- DIRECTIVE A
In the entries, starting with the first line and going on through the line with "[[849, 399], [535, 365]]", replace "query" with "prompt" and keep everything else the same. Leave the pictures out.

- EXCERPTED PASSAGE
Judicial reforms in ancient India: An overview

Balakumar Rajendran, Student of Law, VIT Law School, Chennai

Lord Cornwallis succeeded Warren Hastings and came to India in September 1786 and he continued to be the Governor General up to 1793. He introduced reforms in the administration of civil and criminal justice, and great success was achieved in controlling corruption. The regulating act did not establish a control over the directors of the company, and also did not strengthen the power of the parliament over the company. William Pitt the Younger, became the Prime Minister of England he wanted to deal not only with the problems relating to administration machinery in India but also the wanted to strengthen the power of the parliament over the company.

Through Pitt’s India Act, 1784, he strengthens the power of the constitution over the company. The Pitt’s India act bought about many changes by setting up Board of Directors and recognizing the Court of Directors.

Cornwallis was appointed as the Governor General, he accepted the post with two conditions namely, the governor general will have the power to over ride his council and the office of the Governor General and the Commander in chief will be united under one person. So the Governor General and Council became the Governor Genera in Council.

Cornwallis took special interest to solve the problems with the land revenue, to improve the administrative machinery, and to introduce reforms in the judicial system. The functions of the Revenue Collector, Civil Judge, and Magistrate were given in the hands of a same person.  Regarding the criminal jurisdiction, it was stated that powers of trail and punishment must, on no account be exercised by any other than the established officers of the Muslim Judicature1. The Governor General was specially required to keep a strict watch on the methods by which the servants of the company became rich2.

- DIRECTIVE B
Give back the part of the judicial reforms overview word for word, starting with "Lord Cornwallis succeeded" and going on through "Court of Directors.".

- PROVIDED MATERIAL
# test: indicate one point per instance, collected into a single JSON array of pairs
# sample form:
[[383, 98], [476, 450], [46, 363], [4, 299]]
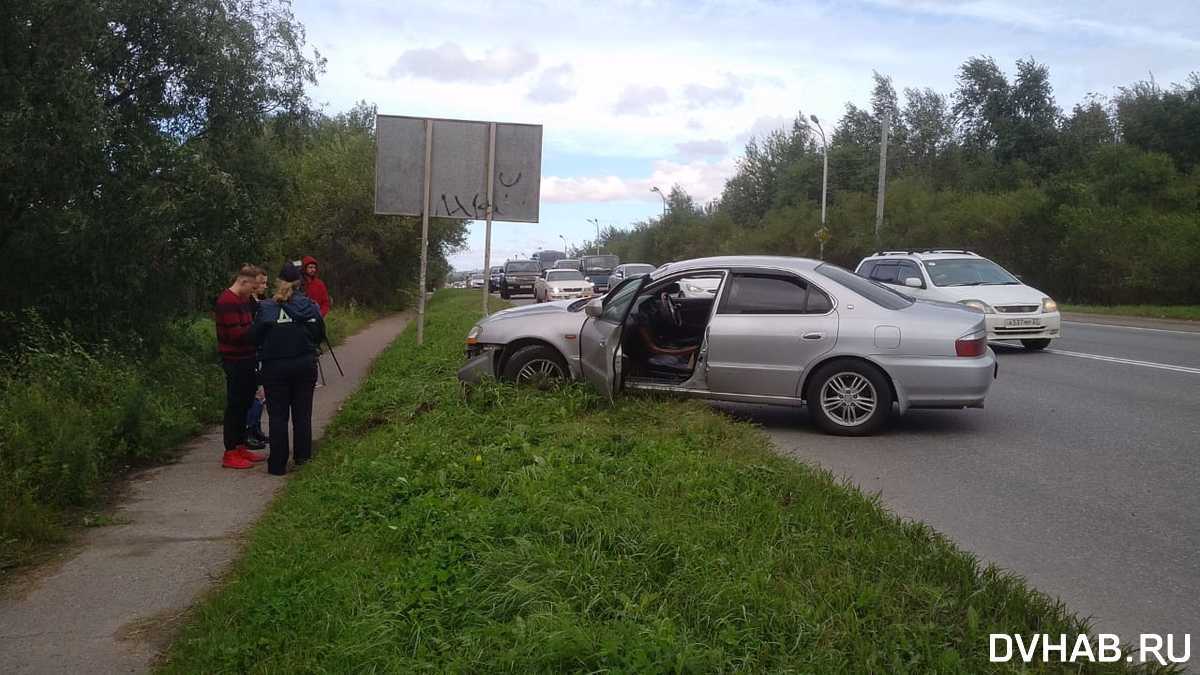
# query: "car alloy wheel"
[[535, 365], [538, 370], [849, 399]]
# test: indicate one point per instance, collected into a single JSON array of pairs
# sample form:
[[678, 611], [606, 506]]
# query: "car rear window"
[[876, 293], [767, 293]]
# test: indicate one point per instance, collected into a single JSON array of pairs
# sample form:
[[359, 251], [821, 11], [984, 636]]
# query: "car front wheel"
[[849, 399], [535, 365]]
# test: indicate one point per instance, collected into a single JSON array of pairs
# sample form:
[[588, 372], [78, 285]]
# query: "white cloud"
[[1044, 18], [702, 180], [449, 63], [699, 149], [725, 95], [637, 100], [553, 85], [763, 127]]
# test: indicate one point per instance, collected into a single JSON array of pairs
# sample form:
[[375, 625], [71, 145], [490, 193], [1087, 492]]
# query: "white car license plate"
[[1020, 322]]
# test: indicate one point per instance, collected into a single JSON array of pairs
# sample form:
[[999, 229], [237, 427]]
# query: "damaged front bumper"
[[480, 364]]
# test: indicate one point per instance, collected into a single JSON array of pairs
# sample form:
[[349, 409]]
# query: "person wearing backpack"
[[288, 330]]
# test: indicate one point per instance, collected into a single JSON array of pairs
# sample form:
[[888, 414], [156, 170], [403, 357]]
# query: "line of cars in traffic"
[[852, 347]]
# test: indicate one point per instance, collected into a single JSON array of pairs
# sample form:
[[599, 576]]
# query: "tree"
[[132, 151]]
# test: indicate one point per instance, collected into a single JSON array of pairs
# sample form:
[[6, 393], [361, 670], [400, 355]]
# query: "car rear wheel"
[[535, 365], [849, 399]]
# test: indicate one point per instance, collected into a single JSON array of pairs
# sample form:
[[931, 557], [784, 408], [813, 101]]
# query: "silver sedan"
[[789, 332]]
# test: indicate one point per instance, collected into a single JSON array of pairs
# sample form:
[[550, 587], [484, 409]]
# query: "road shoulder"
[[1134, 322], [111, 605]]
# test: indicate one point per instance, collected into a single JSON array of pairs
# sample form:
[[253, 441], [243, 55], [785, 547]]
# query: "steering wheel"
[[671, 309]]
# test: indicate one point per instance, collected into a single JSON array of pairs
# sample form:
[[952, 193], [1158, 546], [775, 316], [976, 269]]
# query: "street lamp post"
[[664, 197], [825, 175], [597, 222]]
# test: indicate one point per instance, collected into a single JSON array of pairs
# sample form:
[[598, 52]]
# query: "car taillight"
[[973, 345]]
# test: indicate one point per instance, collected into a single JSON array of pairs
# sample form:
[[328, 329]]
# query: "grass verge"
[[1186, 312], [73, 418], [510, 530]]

- REPLY A
# test: indicate one point per instance, collected into a single JSON array of pairs
# sample form:
[[383, 98], [476, 450], [46, 363], [4, 299]]
# prompt: "car alloy wheel"
[[535, 365], [538, 370], [849, 399]]
# test: indicate one point per instance, collected into a single JSON array of pairs
# sample form:
[[678, 611], [606, 506]]
# prompt: "car rear window"
[[876, 293], [767, 293]]
# test: indicate one point per instance, collected into a single JSON array of pairs
# sample form:
[[359, 251], [821, 11], [984, 636]]
# prompt: "car front wheel"
[[849, 399], [535, 365]]

- REPLY B
Lord Cornwallis succeeded Warren Hastings and came to India in September 1786 and he continued to be the Governor General up to 1793. He introduced reforms in the administration of civil and criminal justice, and great success was achieved in controlling corruption. The regulating act did not establish a control over the directors of the company, and also did not strengthen the power of the parliament over the company. William Pitt the Younger, became the Prime Minister of England he wanted to deal not only with the problems relating to administration machinery in India but also the wanted to strengthen the power of the parliament over the company.

Through Pitt’s India Act, 1784, he strengthens the power of the constitution over the company. The Pitt’s India act bought about many changes by setting up Board of Directors and recognizing the Court of Directors.